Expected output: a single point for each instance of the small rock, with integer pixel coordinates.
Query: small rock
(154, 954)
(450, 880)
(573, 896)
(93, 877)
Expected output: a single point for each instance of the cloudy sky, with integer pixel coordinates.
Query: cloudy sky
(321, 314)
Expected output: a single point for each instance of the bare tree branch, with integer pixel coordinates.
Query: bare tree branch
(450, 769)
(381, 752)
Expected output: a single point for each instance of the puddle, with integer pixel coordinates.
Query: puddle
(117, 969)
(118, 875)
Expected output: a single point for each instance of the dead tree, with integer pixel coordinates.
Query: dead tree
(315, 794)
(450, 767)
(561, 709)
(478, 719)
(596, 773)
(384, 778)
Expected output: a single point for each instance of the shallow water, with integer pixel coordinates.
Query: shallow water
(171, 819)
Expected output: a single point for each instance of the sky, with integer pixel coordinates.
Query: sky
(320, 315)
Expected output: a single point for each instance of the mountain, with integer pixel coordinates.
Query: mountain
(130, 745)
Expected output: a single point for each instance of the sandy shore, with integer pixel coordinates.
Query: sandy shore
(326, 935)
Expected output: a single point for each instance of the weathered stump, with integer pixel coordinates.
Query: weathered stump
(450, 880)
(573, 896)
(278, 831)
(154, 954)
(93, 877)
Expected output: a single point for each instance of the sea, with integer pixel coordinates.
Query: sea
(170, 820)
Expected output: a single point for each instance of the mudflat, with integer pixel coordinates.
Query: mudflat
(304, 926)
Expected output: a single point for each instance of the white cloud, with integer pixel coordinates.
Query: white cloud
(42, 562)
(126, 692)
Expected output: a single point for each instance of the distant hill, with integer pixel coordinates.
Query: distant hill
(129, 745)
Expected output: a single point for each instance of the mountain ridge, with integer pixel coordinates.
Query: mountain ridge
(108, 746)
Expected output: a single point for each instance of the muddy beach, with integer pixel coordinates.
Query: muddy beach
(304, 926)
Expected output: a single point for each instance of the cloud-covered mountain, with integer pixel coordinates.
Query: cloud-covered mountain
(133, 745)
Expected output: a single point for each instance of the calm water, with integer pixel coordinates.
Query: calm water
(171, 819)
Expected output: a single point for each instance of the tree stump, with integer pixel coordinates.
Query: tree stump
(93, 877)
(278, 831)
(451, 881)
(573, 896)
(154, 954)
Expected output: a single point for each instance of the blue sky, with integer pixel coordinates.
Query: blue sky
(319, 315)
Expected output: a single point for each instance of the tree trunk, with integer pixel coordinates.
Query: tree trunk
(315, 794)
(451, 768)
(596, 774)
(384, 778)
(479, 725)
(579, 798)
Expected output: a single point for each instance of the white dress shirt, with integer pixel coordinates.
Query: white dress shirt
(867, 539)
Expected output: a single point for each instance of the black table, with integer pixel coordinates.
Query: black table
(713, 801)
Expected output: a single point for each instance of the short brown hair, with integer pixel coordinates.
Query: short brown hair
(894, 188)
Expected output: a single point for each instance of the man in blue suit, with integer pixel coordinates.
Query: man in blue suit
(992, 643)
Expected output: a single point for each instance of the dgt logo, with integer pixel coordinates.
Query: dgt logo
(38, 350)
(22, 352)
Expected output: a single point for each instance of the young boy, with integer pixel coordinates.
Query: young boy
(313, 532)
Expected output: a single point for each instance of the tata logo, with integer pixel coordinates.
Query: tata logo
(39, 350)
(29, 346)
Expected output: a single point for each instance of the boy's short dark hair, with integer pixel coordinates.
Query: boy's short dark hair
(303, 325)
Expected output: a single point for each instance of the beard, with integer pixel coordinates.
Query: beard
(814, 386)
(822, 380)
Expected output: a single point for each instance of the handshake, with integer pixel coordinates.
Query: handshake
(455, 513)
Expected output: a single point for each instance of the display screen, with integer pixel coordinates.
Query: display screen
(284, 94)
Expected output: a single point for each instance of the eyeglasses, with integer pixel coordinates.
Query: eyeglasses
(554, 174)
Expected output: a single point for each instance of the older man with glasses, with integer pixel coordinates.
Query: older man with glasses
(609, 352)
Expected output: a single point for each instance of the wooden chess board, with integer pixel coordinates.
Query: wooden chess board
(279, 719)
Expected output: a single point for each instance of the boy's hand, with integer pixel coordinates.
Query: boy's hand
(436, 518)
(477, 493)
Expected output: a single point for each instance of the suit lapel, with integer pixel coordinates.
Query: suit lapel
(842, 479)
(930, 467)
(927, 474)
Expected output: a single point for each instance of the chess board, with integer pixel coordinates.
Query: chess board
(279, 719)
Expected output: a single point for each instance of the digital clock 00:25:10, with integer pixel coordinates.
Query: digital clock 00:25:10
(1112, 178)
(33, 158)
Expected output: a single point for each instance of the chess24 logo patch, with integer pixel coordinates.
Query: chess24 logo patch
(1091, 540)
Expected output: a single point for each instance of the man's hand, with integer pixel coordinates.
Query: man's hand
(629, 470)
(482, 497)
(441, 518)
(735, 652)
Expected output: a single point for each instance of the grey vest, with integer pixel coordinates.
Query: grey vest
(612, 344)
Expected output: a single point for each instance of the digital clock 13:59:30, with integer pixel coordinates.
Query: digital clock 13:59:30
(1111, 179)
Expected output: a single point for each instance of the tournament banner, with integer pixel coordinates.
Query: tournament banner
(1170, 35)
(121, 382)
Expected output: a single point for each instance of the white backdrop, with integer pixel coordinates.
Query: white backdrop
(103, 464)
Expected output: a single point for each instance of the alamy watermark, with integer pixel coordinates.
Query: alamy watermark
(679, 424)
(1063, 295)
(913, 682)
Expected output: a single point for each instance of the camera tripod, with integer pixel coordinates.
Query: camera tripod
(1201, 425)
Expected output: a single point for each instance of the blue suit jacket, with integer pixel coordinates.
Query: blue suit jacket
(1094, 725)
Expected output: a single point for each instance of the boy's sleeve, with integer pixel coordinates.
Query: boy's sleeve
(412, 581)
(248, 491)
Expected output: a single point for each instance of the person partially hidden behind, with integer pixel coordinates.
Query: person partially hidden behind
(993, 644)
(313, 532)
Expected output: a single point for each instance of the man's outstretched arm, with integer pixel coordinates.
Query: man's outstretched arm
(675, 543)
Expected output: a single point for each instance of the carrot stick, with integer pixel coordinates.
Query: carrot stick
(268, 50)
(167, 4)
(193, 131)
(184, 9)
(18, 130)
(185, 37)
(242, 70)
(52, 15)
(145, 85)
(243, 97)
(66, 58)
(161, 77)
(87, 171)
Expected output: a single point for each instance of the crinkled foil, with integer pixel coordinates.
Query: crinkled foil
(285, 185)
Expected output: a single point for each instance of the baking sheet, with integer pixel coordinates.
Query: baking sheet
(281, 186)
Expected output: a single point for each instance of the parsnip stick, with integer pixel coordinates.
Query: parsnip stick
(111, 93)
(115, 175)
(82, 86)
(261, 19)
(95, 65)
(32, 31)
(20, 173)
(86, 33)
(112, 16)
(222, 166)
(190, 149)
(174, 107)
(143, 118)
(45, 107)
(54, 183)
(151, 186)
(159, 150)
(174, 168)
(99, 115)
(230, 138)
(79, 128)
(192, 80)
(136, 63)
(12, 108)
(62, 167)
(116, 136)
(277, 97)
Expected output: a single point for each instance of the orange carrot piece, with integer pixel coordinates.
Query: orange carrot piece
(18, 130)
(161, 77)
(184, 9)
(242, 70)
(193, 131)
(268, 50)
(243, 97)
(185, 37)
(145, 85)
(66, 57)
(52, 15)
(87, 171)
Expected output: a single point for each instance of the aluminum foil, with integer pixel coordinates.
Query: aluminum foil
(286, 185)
........
Copy out all of the records above, unchanged and character for character.

Expected output: a single point for each instance of the small rock, with integer pixel coordinates.
Query: small rock
(154, 954)
(450, 880)
(573, 896)
(93, 877)
Expected output: a single point for each instance of the cloudy sky, with integer pixel coordinates.
Query: cloudy sky
(321, 314)
Expected output: a single point for each instance of the bare tree branch, with integer pixel coordinates.
Query: bare tree branch
(450, 769)
(381, 752)
Expected output: a single point for each instance of the puddle, with integer pixel coordinates.
Query: puddle
(117, 969)
(118, 875)
Expected output: a single point for each instance of the dead tree, with integer pixel coordinates.
Query: dead tree
(315, 794)
(450, 767)
(561, 709)
(478, 719)
(596, 773)
(384, 778)
Expected output: a single point for each instance of the shallow water, with integer pixel coordinates.
Query: shallow water
(171, 819)
Expected output: a single point for each instance of the sky, with integer pixel coordinates.
Query: sky
(320, 315)
Expected output: a single point for each instance of the mountain, with integer pixel coordinates.
Query: mountain
(130, 745)
Expected output: a single point for each instance of the sandy shore, with integer pixel coordinates.
Query: sandy shore
(326, 935)
Expected output: a single point for each instance of the weathered stump, with integer pixel coordinates.
Query: weathered stump
(450, 880)
(573, 896)
(278, 831)
(154, 954)
(93, 877)
Expected output: a single point for each instance of the sea, with integer pixel coordinates.
Query: sea
(170, 820)
Expected output: a single point for each instance of the mudflat, with integer pixel coordinates.
Query: mudflat
(304, 926)
Expected output: a single point for each instance of the white cloud, with integer pixel coordinates.
Query: white cloud
(42, 562)
(126, 692)
Expected output: a single point for each instance of the distant hill, with integer pixel coordinates.
Query: distant hill
(129, 745)
Expected output: a single point for each instance of the mountain ridge, with integer pixel coordinates.
Query: mountain ridge
(108, 746)
Expected output: a single point for each instance of the muddy beach, with integer pixel coordinates.
Query: muddy beach
(304, 926)
Expected output: a single point for each instance of the cloud-covered mountain, with integer pixel coordinates.
Query: cloud-covered mountain
(133, 745)
Expected output: a single point for each instance of the calm water, with integer pixel coordinates.
Query: calm water
(171, 819)
Expected output: a single point for each instance of the tree stump, with integer pixel coordinates.
Query: tree stump
(93, 877)
(278, 831)
(451, 881)
(573, 896)
(154, 954)
Expected output: a single point for each instance of the blue sky, with integer pixel coordinates.
Query: blue sky
(319, 315)
Expected output: a single point for each instance of the tree trunk, with integer pixel coordinates.
Query: tree trunk
(315, 794)
(451, 768)
(596, 774)
(384, 778)
(479, 725)
(579, 798)
Expected output: a single point for each instance of the white dress shirt, with integer pixel coordinates.
Query: white dress shirt
(867, 539)
Expected output: a single point for each instance of the black table, with integer pixel coordinates.
Query: black table
(713, 801)
Expected output: a single point for each instance of the short brown hair, with integer pixel coordinates.
Query: short brown hair
(894, 188)
Expected output: a single point for each instance of the man in blue suit, with integer pixel coordinates.
Query: man in blue suit
(992, 643)
Expected output: a single point for each instance of the dgt logo, with integer pixel coordinates.
Query: dgt logo
(38, 350)
(22, 352)
Expected output: a single point for each instance of the young boy, with integer pixel coordinates.
Query: young boy
(313, 532)
Expected output: a single point for each instance of the tata logo, with integer pixel coordinates.
Query: tata logo
(39, 350)
(29, 346)
Expected output: a single point for each instance of the boy's short dark hair, with integer pixel coordinates.
Query: boy's short dark hair
(303, 325)
Expected output: a single point for each instance of the beard, with integer pixel coordinates.
Query: beard
(814, 386)
(822, 380)
Expected output: a single point for each instance of the handshake, with integer pixel coordinates.
Query: handshake
(455, 513)
Expected output: a single point for each instance of the display screen, with integer pixel coordinates.
Query: display screen
(284, 94)
Expected output: a single point for each instance of the eyeglasses, with integer pixel coordinates.
Query: eyeglasses
(554, 174)
Expected output: a single point for each instance of the older man with glasses, with integer pixel coordinates.
Query: older man with glasses
(609, 352)
Expected output: a single point for each instance of the wooden chess board, with integer pixel coordinates.
Query: wooden chess board
(279, 719)
Expected output: a single point for each instance of the boy's hand, with integer pixel coordinates.
Query: boy's hand
(436, 518)
(477, 493)
Expected output: a single point for each instance of the suit lapel, with integer pixel coordinates.
Query: suit lapel
(842, 479)
(930, 467)
(927, 474)
Expected output: a single point for each instance of the chess board, with integer pixel coordinates.
Query: chess board
(279, 719)
Expected output: a single point for each instance of the digital clock 00:25:10, with integer pixel coordinates.
Query: digital clock 00:25:10
(1112, 178)
(33, 158)
Expected output: a single point for each instance of the chess24 logo patch, with integer pixel coordinates.
Query: chess24 logo patch
(1091, 540)
Expected output: a single point for each instance of the man's hand, with integer pixel coordinates.
Query: man's hand
(629, 470)
(482, 497)
(441, 518)
(735, 652)
Expected output: a single point for each instance of the grey vest, with integer pixel coordinates.
Query: grey vest
(612, 344)
Expected output: a single point for each instance of the digital clock 13:59:30, with integer pixel coordinates.
Query: digital clock 13:59:30
(1111, 179)
Expected output: a single point for each instance of the tournament banner, with integer pixel coordinates.
Query: tournament banner
(1170, 35)
(121, 382)
Expected output: a single point for each instance of the white backdrop, with integer pixel coordinates.
Query: white backdrop
(103, 464)
Expected output: a single point for each instance of the alamy watermark, with integer pixel coordinates.
Query: alamy watermark
(679, 424)
(1063, 295)
(913, 682)
Expected output: a single point for each instance of the camera tripod, with integer pixel coordinates.
Query: camera tripod
(1201, 425)
Expected output: a single point for each instance of the blue suit jacket, with integer pixel coordinates.
Query: blue suit jacket
(1094, 725)
Expected output: a single point for each instance of the boy's sleeve, with integer pixel coordinates.
Query: boy's sleeve
(412, 581)
(248, 491)
Expected output: a single point for each instance of the person partially hidden behind, with integer pixel coordinates.
Query: person partially hidden behind
(993, 644)
(313, 532)
Expected output: a single point for each instance of the man's outstretched arm, with integer pixel coordinates.
Query: man's outstretched arm
(675, 543)
Expected output: a single point for each instance of the carrot stick, with integer pixel coordinates.
Query: carrot stick
(268, 50)
(167, 4)
(193, 131)
(184, 9)
(18, 130)
(185, 37)
(242, 70)
(52, 15)
(145, 85)
(243, 97)
(66, 58)
(161, 77)
(87, 171)
Expected output: a single point for each instance of the crinkled foil, with integer pixel coordinates.
Query: crinkled foil
(285, 185)
Expected output: a single point for each instance of the baking sheet, with integer pixel coordinates.
Query: baking sheet
(281, 186)
Expected output: a single point for each instance of the parsnip stick, with integer pixel coordinates.
Query: parsnip stick
(111, 93)
(115, 175)
(82, 86)
(261, 19)
(95, 65)
(32, 31)
(20, 173)
(86, 33)
(112, 16)
(222, 166)
(190, 149)
(174, 107)
(143, 118)
(45, 107)
(54, 183)
(151, 186)
(159, 150)
(174, 168)
(99, 115)
(230, 138)
(79, 128)
(192, 80)
(136, 63)
(12, 108)
(62, 167)
(116, 136)
(277, 97)
Expected output: a single point for each instance of the orange carrot piece, with integer pixel coordinates.
Query: orange carrot piece
(18, 130)
(161, 77)
(184, 9)
(242, 70)
(193, 131)
(268, 50)
(243, 97)
(185, 37)
(145, 85)
(66, 57)
(52, 15)
(87, 171)
Expected output: a single point for each instance of the aluminum foil, with integer pixel coordinates.
Query: aluminum foil
(286, 185)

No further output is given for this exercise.